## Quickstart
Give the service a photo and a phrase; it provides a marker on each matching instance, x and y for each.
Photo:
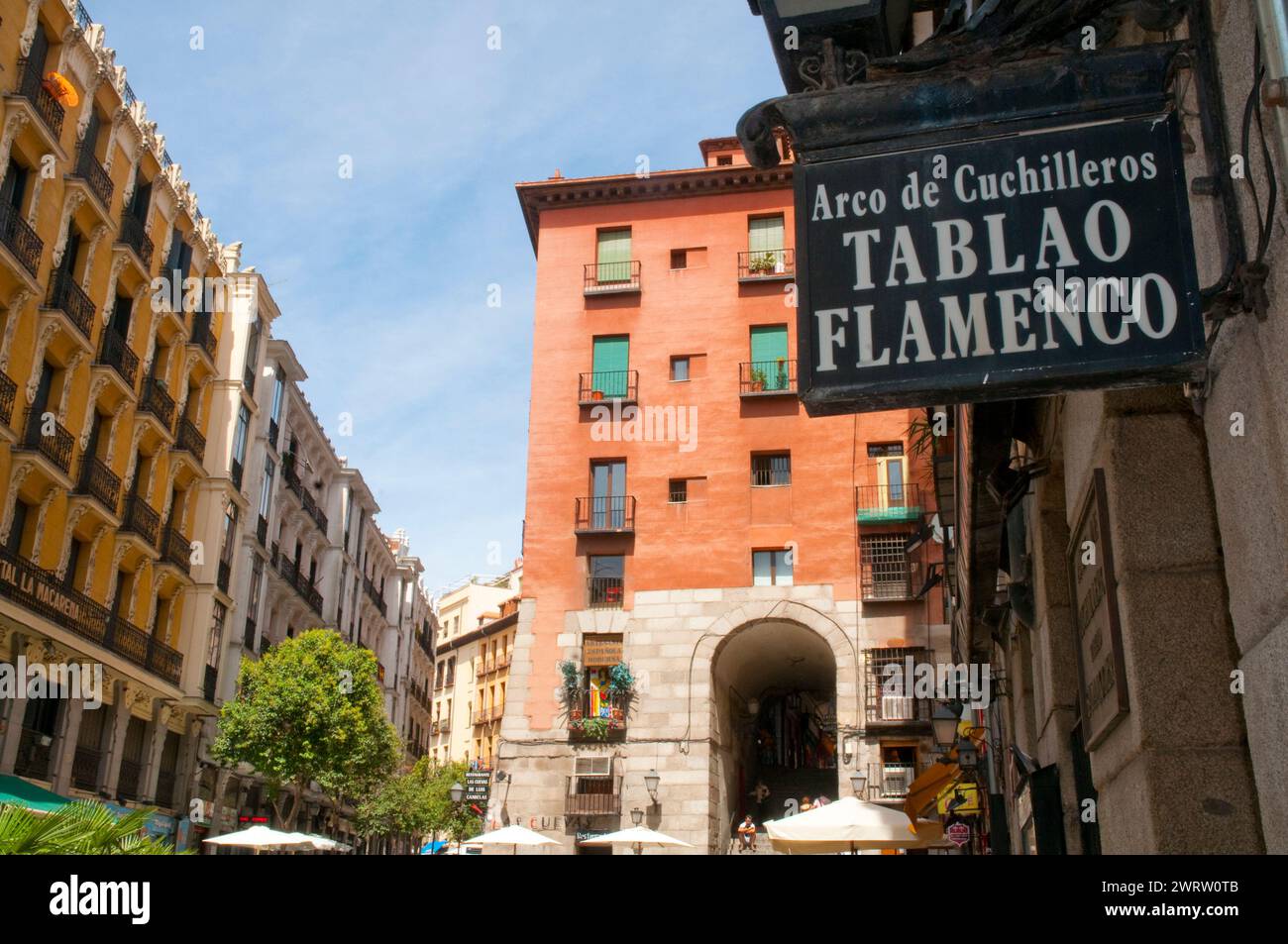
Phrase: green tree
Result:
(309, 710)
(77, 828)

□ □ □

### Set task
Copy the records above word for word, leaving out the pictures.

### Worked answer
## Quickstart
Give the service a photo and a phrase; it provides a marker on each matching instance, x and y for each.
Photo:
Phrase: green tree
Result:
(309, 710)
(77, 828)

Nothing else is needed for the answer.